Stored data entries:
┌────────

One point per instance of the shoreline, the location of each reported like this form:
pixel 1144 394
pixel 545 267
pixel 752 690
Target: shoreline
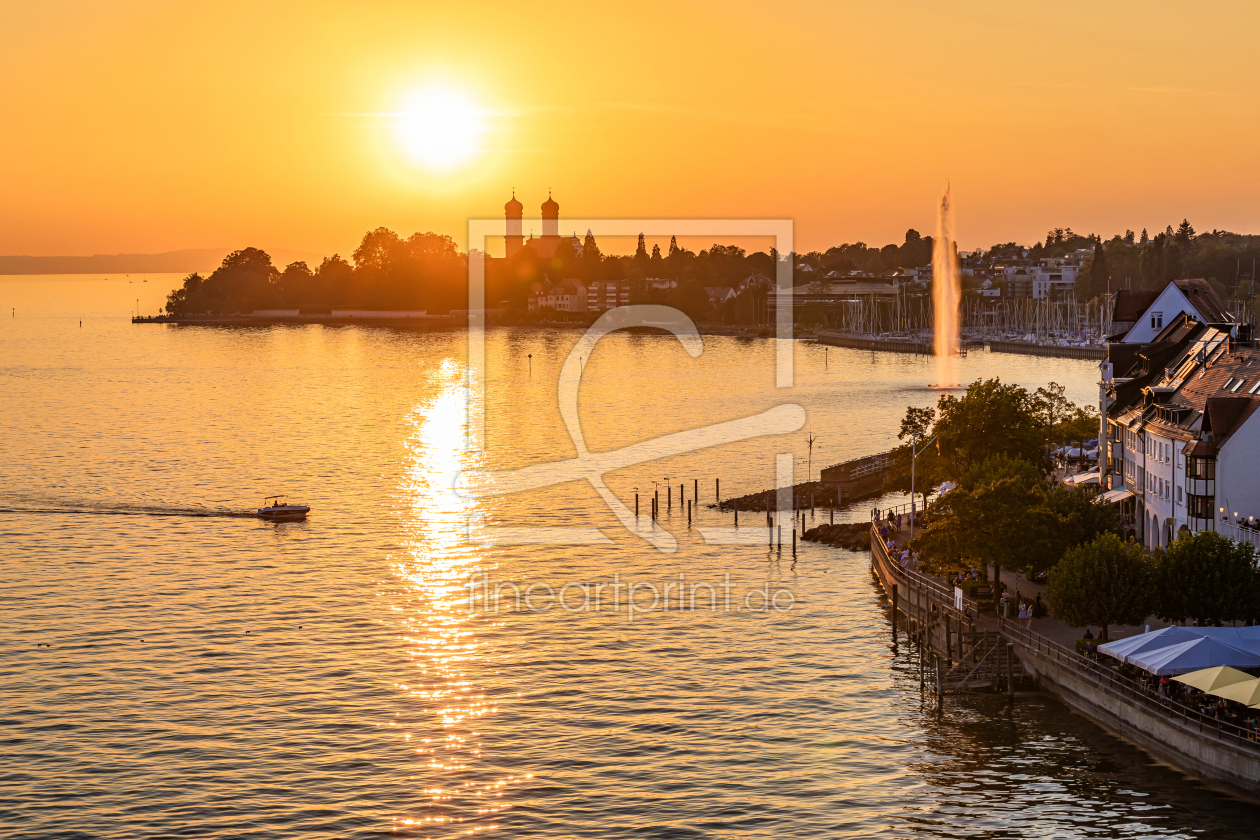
pixel 1197 747
pixel 460 321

└────────

*Task details:* Print every record above exactly as written, leaving out the pictures.

*Problem solution:*
One point per instance of the shoreline, the location of each reported like this form:
pixel 1144 394
pixel 545 267
pixel 752 690
Target: shoreline
pixel 1197 747
pixel 460 321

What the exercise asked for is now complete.